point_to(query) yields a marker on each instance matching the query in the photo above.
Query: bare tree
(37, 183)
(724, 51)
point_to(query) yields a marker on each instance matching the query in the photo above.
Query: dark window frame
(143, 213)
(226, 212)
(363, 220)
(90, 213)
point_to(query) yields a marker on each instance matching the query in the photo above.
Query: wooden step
◇ ◇ ◇ ◇ ◇
Assigned task
Copy each record above so that no word or mark differs.

Answer space
point_to(query) yields a marker on each instance matching the query in the photo above.
Query: bare tree
(37, 183)
(724, 51)
point_to(query) yields a marker on each instance matching the query in the photo above.
Query: dark window frame
(143, 213)
(226, 212)
(363, 220)
(90, 213)
point_to(query) yields a marker on each instance matching the query in the photo above.
Query: wooden step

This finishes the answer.